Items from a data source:
────────
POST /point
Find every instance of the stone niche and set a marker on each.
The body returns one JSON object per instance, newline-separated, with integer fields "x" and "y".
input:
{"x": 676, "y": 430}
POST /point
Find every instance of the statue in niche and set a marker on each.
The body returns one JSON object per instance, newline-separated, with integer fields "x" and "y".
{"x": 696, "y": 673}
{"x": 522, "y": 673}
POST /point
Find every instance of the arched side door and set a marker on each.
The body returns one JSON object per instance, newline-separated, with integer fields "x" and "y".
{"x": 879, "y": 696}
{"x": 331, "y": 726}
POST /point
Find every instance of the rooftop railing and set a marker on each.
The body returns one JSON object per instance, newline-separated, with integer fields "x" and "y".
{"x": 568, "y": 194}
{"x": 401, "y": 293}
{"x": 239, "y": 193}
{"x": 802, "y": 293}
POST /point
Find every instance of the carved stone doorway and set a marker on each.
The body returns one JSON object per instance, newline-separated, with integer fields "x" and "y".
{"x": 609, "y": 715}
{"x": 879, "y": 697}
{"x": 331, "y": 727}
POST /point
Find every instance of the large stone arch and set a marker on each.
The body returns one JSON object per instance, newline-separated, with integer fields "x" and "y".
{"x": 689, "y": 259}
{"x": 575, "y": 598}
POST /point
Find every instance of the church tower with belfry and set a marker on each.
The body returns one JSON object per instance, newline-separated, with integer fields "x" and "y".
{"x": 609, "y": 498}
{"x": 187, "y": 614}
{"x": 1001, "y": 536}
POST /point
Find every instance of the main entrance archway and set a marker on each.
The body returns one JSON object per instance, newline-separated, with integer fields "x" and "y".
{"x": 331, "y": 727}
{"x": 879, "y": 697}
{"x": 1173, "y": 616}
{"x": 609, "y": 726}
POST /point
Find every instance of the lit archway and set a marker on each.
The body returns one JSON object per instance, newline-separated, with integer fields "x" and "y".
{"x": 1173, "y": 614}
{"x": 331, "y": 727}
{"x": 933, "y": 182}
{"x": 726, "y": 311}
────────
REQUEST: Return every line of the items above that contains the word "Find".

RESPONSE FOR THIS EXERCISE:
Find every instance of the stone niche and set a marker on each.
Find every instance of the statue in niche and set a marker on each.
Find every instance of the arched side door and set a marker on each.
Find every instance of the rooftop railing and set a marker on each.
Find every instance of the carved stone doorway and set a marker on each.
Find every instance of the large stone arch and set a marker on each.
Find every instance of the church tower with belfry and set a marker on each.
Find every instance of the main entrance archway and set a marker on each.
Find every instance of the lit archway and set a marker on each.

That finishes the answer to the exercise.